Segment Open

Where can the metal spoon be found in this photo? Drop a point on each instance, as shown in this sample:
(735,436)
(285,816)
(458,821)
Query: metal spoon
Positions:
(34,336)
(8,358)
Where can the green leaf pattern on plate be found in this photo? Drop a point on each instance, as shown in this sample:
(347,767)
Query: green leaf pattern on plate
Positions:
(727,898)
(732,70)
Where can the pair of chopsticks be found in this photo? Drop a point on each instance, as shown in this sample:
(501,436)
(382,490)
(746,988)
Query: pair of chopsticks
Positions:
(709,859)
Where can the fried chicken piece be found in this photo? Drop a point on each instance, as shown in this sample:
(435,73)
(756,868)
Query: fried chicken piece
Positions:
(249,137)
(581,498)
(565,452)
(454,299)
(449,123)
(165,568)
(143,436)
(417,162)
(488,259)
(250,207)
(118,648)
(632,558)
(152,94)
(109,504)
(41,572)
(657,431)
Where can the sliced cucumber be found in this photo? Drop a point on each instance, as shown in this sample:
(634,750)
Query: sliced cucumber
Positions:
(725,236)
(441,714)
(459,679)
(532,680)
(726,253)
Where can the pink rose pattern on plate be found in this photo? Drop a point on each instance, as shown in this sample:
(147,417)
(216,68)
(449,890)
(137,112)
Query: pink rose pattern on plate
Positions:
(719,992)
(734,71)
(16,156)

Segment Closed
Segment Open

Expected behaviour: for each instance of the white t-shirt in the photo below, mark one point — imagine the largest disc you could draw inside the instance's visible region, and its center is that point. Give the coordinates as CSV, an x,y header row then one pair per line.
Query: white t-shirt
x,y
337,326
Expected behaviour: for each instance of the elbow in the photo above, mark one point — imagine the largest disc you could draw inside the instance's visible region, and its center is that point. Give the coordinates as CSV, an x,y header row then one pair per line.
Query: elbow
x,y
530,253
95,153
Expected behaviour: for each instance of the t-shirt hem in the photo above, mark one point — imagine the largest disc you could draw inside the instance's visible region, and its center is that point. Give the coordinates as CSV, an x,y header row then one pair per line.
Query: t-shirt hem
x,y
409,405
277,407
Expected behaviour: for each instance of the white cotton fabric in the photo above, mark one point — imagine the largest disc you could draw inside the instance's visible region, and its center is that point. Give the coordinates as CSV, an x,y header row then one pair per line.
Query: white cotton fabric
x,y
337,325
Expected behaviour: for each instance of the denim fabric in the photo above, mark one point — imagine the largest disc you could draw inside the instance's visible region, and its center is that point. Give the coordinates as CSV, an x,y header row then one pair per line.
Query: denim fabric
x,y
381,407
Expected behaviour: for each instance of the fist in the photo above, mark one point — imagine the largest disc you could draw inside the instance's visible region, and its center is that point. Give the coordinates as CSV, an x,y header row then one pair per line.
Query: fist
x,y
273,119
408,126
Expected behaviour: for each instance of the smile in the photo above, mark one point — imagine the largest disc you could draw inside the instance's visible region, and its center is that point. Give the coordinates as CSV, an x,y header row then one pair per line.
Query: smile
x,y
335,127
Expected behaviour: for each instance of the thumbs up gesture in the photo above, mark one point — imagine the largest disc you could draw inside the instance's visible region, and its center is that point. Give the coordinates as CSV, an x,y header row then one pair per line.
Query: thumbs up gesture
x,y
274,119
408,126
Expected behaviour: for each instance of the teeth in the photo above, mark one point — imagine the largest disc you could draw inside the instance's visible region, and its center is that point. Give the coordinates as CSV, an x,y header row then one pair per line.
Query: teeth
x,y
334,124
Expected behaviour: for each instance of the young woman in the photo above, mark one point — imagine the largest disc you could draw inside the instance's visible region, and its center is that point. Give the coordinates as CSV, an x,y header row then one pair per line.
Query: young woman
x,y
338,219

Segment Closed

**What the task asks:**
If a line in the entries above contains the word "fried", count it, and give only the final number.

**Solution for this exercise:**
2